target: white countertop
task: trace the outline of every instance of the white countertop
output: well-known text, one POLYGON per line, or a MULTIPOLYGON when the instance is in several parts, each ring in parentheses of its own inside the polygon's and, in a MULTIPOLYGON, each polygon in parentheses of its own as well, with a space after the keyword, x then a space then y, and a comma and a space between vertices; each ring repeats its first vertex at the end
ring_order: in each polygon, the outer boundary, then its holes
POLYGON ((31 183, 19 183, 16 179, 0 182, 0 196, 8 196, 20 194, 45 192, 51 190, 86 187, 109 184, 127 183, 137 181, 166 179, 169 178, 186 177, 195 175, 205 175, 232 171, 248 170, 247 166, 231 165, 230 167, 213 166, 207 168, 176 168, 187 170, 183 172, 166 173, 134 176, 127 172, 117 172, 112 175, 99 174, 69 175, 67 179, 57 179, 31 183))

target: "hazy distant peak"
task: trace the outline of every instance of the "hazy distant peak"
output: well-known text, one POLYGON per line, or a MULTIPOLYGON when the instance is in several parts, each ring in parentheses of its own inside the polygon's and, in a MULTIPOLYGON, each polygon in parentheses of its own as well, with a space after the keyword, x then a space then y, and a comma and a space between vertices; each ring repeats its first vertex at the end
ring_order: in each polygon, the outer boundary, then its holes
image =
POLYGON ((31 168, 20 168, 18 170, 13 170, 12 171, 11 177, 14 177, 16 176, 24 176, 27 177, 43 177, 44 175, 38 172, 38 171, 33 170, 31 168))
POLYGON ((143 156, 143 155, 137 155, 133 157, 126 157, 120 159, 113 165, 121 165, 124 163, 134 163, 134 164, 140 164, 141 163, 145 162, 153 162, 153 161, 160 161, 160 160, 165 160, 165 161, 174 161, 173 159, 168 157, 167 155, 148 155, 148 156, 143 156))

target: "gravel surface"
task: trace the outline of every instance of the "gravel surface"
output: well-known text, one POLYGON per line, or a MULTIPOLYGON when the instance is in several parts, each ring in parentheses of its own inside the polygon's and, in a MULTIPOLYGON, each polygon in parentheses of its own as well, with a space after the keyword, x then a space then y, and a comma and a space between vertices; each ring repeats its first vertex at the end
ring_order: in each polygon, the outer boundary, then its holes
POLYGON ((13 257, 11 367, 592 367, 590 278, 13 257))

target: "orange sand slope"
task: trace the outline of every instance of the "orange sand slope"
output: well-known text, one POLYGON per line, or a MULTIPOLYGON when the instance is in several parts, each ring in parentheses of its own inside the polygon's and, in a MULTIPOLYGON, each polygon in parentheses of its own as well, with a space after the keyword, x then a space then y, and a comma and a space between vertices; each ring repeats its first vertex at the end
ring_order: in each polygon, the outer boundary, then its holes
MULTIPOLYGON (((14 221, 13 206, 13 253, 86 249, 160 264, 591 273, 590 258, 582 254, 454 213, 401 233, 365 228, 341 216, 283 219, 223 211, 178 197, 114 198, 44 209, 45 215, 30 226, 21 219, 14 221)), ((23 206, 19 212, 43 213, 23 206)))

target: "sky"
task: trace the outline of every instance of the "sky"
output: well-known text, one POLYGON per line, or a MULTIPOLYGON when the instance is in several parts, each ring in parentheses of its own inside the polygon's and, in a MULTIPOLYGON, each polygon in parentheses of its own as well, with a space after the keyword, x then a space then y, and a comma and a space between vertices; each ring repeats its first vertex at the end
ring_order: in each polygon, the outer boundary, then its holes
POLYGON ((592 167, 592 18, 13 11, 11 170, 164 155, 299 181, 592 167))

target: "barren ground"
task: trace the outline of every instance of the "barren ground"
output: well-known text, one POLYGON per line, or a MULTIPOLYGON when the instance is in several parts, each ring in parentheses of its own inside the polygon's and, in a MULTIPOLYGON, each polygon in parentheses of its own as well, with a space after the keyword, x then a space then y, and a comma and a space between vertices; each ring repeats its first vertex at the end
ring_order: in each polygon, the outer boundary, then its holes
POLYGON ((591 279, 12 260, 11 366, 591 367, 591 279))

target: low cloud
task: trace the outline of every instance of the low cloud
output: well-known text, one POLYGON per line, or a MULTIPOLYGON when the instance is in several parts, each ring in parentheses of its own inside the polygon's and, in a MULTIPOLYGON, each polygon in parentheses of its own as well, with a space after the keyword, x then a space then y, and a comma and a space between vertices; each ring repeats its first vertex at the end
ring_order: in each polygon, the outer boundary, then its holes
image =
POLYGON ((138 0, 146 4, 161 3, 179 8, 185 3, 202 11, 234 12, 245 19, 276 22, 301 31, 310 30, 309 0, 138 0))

____________

• **INSTRUCTIONS FOR THE TASK**: Can you write out all of the lines above again, character for character, with nothing changed or left out?

• **EXERCISE RESULT**:
target: white countertop
task: trace the outline of every instance of the white countertop
output: well-known text, one POLYGON per line, or a MULTIPOLYGON when the instance is in several parts, each ring in parentheses of its own inside the polygon's and, in a MULTIPOLYGON, each polygon in parentheses of its own as well, with a space after the keyword, x then a space then y, and a comma and a space between vertices; each ring repeats its first vertex at the end
ring_order: in each polygon, the outer boundary, then its holes
POLYGON ((31 183, 19 183, 16 179, 0 182, 0 196, 8 196, 20 194, 45 192, 51 190, 86 187, 109 184, 127 183, 137 181, 166 179, 169 178, 186 177, 195 175, 205 175, 232 171, 248 170, 247 166, 231 165, 230 167, 213 166, 207 168, 176 168, 187 170, 183 172, 166 173, 134 176, 127 172, 117 172, 112 175, 99 174, 69 175, 67 179, 57 179, 31 183))

target: "hazy distant peak"
task: trace the outline of every instance of the "hazy distant peak"
output: well-known text, one POLYGON per line, or a MULTIPOLYGON when the instance is in several parts, each ring in parentheses of its own inside the polygon's and, in a MULTIPOLYGON, each polygon in parentheses of its own as well, with a space after the keyword, x then a space then y, and a comma and a space between vertices; each ring repeats its first vertex at the end
ring_order: in each polygon, the outer boundary, then its holes
image =
POLYGON ((31 168, 20 168, 18 170, 13 170, 12 171, 11 177, 14 177, 16 176, 24 176, 27 177, 43 177, 44 175, 38 172, 38 171, 33 170, 31 168))
POLYGON ((143 156, 143 155, 137 155, 133 157, 126 157, 120 159, 113 165, 121 165, 124 163, 134 163, 134 164, 140 164, 141 163, 145 162, 153 162, 153 161, 160 161, 160 160, 165 160, 165 161, 174 161, 173 159, 168 157, 167 155, 148 155, 148 156, 143 156))

target: "gravel surface"
task: trace the outline of every instance of the "gravel surface"
output: well-known text, one POLYGON per line, or a MULTIPOLYGON when the instance is in several parts, each ring in parentheses of its own inside the polygon's and, in a MULTIPOLYGON, each polygon in parentheses of its own as well, with a space after the keyword, x then a space then y, and a comma and a space between vertices; each ring repeats its first vertex at the end
ring_order: in each polygon, the outer boundary, then its holes
POLYGON ((13 257, 11 367, 592 367, 590 278, 13 257))

target: "orange sand slope"
task: trace the outline of every instance of the "orange sand slope"
output: well-known text, one POLYGON per line, or a MULTIPOLYGON when the instance is in several parts, each ring in parentheses of its own inside the polygon's and, in a MULTIPOLYGON, each polygon in parentheses of its own as well, with a space after the keyword, x then a space then y, and a comma and a space between vertices; each ring repeats its first vertex at the end
ring_order: in each polygon, the outer boundary, then its holes
MULTIPOLYGON (((14 221, 13 206, 13 253, 86 249, 160 264, 591 273, 590 258, 582 254, 454 213, 401 233, 365 228, 341 216, 283 219, 223 211, 178 197, 114 198, 44 209, 45 215, 30 226, 21 219, 14 221)), ((23 206, 19 212, 43 213, 23 206)))

target: "sky"
task: trace the outline of every instance of the "sky"
output: well-known text, one POLYGON per line, or a MULTIPOLYGON when the instance is in several parts, each ring in parentheses of its own inside the polygon's and, in a MULTIPOLYGON, each polygon in parentheses of its own as well, with a space after the keyword, x then a space then y, and a comma and a space between vertices; each ring repeats its first vertex at the end
ring_order: in each polygon, the outer boundary, then its holes
POLYGON ((592 167, 592 18, 13 11, 11 170, 164 155, 299 181, 592 167))

target: "barren ground"
task: trace the outline of every instance of the "barren ground"
output: well-known text, one POLYGON per line, or a MULTIPOLYGON when the instance is in several parts, each ring in parentheses of its own inside the polygon's and, in a MULTIPOLYGON, each polygon in parentheses of its own as well, with a space after the keyword, x then a space then y, and a comma and a space between vertices; each ring repeats its first vertex at the end
ring_order: in each polygon, the outer boundary, then its holes
POLYGON ((591 279, 12 260, 11 366, 591 367, 591 279))

target: low cloud
task: trace the outline of every instance of the low cloud
output: well-known text, one POLYGON per line, or a MULTIPOLYGON when the instance is in several parts, each ring in parentheses of its own inside the polygon's and, in a MULTIPOLYGON, each polygon in parentheses of its own as well, with a space after the keyword, x then a space then y, and a comma and a space between vertices; each ring repeats its first vertex at the end
ring_order: in each polygon, the outer boundary, then its holes
image =
POLYGON ((138 0, 146 4, 161 3, 179 8, 185 3, 202 11, 234 12, 245 19, 276 22, 301 31, 310 30, 309 0, 138 0))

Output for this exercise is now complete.